Start of DATA FOR THIS EXERCISE

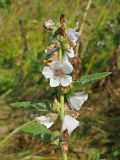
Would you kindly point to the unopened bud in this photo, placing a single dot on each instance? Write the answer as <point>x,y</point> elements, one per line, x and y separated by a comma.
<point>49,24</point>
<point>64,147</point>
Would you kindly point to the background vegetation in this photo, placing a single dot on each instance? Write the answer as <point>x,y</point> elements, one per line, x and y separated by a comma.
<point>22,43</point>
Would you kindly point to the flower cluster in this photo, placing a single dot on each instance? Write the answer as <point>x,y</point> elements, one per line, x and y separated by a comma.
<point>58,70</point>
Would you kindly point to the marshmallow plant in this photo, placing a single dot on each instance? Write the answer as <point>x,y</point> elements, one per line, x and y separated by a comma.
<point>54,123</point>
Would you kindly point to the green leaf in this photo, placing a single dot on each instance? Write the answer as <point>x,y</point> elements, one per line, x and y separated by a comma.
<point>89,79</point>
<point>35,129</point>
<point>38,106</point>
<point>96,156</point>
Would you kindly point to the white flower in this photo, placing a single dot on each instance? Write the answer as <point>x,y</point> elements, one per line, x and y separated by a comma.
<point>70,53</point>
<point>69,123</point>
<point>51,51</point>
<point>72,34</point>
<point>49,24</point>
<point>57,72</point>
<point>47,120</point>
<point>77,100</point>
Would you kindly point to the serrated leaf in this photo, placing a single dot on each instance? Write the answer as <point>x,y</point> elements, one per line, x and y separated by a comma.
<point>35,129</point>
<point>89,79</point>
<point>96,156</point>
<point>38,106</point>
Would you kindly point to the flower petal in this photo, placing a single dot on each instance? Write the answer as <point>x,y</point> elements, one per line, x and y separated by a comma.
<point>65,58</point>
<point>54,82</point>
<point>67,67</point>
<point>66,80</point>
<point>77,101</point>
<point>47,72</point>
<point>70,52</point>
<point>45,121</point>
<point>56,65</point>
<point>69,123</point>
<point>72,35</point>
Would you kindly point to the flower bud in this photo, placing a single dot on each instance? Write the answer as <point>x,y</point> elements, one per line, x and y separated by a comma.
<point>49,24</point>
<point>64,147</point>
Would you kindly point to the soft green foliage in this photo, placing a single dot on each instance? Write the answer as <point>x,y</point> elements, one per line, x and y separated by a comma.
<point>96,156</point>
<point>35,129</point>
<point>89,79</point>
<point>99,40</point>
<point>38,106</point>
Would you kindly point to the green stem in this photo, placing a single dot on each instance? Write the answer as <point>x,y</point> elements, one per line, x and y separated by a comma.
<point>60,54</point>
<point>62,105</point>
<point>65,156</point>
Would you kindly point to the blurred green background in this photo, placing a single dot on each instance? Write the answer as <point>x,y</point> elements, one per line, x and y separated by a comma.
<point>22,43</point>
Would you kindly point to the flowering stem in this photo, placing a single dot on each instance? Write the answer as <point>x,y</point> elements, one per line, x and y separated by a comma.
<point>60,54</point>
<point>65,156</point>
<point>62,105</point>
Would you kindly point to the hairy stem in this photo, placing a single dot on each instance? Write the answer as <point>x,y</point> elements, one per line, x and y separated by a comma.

End of DATA FOR THIS EXERCISE
Start of DATA FOR THIS EXERCISE

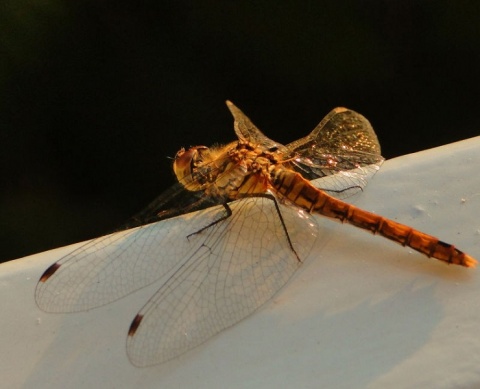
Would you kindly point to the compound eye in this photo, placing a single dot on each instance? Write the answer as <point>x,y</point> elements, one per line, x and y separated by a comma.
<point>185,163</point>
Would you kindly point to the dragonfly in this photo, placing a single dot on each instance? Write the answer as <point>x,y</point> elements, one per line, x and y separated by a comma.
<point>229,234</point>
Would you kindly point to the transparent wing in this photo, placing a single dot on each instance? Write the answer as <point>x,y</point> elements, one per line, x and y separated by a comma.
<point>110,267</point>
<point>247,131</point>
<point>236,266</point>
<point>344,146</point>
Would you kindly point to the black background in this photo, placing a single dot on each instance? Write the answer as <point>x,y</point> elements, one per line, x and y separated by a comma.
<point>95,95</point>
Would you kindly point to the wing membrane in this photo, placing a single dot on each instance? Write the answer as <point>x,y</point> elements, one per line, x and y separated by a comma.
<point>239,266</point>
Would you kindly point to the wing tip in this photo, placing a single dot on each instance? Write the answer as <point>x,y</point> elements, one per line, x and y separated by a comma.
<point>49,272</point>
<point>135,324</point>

End of DATA FOR THIS EXERCISE
Start of DATA FOR THIS EXERCISE

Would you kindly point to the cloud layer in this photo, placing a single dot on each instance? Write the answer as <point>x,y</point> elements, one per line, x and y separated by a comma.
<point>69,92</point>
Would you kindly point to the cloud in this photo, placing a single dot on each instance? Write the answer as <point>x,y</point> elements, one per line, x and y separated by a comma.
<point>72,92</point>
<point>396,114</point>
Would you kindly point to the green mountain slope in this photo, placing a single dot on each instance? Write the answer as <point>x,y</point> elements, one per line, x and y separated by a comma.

End of DATA FOR THIS EXERCISE

### TASK DIRECTIONS:
Copy the entries above word for word, from the line with "Would you kindly point to the wing membrane" up to and including the line with "<point>135,324</point>".

### THE OUTPUT:
Would you kindly point to the wing membrane in this photo, placing a single dot on each instance? Write the answer as <point>x,y</point> elements, one per line, x and y separated by a comma.
<point>239,266</point>
Would you kindly point to the wing tip in this photo, placing a single dot on each instance? Write the answer as <point>x,y</point> elements, one per line, x and y separated by a comma.
<point>49,272</point>
<point>135,324</point>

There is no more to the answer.